(Records drawn from a dataset)
● ● ● ● ● ● ●
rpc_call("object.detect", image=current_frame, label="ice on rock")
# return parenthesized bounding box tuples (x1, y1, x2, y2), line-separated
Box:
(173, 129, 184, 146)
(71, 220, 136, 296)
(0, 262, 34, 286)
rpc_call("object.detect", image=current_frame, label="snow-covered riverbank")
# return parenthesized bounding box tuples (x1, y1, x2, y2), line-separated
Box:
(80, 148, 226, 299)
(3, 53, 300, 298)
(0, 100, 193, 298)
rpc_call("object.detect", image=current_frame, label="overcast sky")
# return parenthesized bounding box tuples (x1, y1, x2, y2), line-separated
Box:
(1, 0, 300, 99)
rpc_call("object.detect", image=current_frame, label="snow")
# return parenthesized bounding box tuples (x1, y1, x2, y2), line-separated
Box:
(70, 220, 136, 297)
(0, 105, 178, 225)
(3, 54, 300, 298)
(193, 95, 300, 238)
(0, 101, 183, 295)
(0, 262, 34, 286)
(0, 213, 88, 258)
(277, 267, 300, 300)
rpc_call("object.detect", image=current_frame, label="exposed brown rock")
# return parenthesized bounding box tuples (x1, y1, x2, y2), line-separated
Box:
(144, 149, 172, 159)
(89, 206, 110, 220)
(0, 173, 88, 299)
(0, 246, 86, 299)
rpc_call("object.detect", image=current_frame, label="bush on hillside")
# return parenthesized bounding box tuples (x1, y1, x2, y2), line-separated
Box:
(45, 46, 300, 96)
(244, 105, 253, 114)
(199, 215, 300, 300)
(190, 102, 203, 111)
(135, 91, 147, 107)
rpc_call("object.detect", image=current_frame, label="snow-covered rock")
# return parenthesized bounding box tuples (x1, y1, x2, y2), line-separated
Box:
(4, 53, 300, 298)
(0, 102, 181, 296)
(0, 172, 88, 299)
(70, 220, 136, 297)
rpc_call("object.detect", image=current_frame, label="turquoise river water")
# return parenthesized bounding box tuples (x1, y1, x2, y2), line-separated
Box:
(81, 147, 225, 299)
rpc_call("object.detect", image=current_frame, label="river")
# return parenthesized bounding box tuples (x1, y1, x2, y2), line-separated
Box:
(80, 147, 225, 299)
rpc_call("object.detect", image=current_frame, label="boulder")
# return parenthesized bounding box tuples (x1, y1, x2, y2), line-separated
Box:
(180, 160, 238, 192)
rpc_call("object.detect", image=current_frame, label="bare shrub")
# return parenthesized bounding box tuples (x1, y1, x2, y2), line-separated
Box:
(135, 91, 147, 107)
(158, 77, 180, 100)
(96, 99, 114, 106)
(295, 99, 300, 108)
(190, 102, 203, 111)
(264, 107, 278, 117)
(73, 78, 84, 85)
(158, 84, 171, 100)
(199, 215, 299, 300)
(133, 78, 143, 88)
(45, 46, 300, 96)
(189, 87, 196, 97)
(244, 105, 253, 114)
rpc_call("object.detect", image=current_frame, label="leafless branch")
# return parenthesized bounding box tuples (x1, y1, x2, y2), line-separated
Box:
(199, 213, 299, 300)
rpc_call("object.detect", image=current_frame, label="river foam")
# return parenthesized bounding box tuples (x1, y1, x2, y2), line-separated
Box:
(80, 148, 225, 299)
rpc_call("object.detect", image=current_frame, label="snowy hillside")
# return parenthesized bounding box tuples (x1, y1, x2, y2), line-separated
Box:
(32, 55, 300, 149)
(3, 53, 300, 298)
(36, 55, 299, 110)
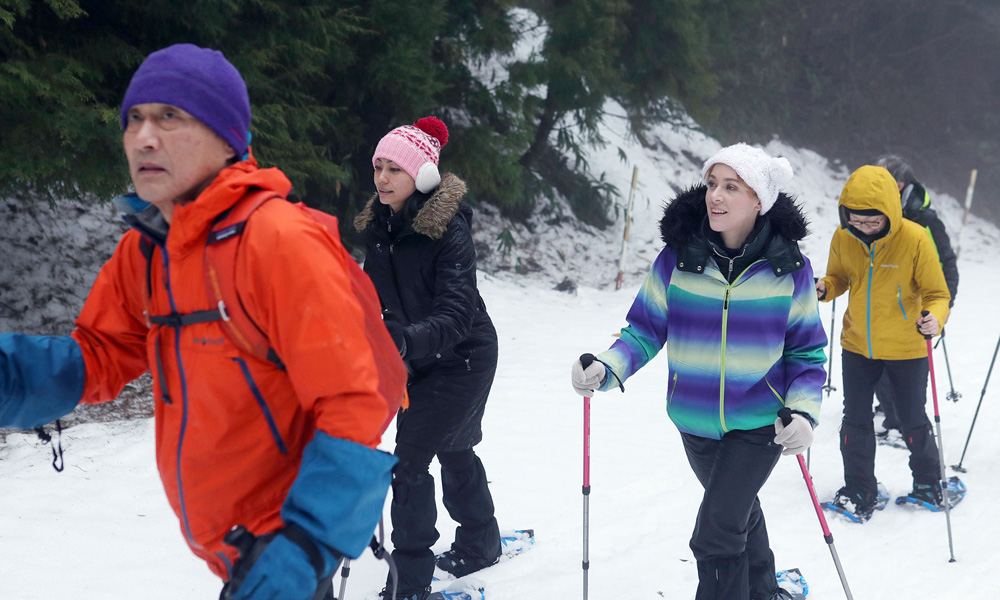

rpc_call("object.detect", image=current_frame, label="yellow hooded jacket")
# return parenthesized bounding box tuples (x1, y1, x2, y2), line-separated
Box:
(820, 166, 950, 360)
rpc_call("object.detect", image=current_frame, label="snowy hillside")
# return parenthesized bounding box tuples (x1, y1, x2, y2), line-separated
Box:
(3, 103, 1000, 599)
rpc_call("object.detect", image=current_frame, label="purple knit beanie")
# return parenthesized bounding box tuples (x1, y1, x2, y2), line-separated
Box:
(120, 44, 251, 158)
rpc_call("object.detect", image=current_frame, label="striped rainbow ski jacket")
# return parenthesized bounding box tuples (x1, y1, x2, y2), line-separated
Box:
(597, 187, 827, 440)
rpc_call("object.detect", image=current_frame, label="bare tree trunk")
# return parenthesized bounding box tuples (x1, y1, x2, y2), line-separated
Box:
(519, 91, 559, 170)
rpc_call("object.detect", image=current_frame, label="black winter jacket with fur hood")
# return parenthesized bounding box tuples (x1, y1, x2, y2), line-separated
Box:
(354, 173, 497, 375)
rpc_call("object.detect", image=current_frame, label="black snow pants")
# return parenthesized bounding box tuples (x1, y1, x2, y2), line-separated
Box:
(682, 426, 783, 600)
(841, 350, 940, 495)
(386, 346, 501, 595)
(387, 444, 500, 594)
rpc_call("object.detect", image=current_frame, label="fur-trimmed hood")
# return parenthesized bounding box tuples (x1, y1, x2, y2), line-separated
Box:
(659, 185, 810, 276)
(354, 172, 467, 240)
(660, 185, 808, 248)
● ● ● ● ● ● ●
* **PROBLEM TO SOLVE**
A single number is the whole answer: the number of lines in the entries that include "covered".

* **PROBLEM SOLUTION**
2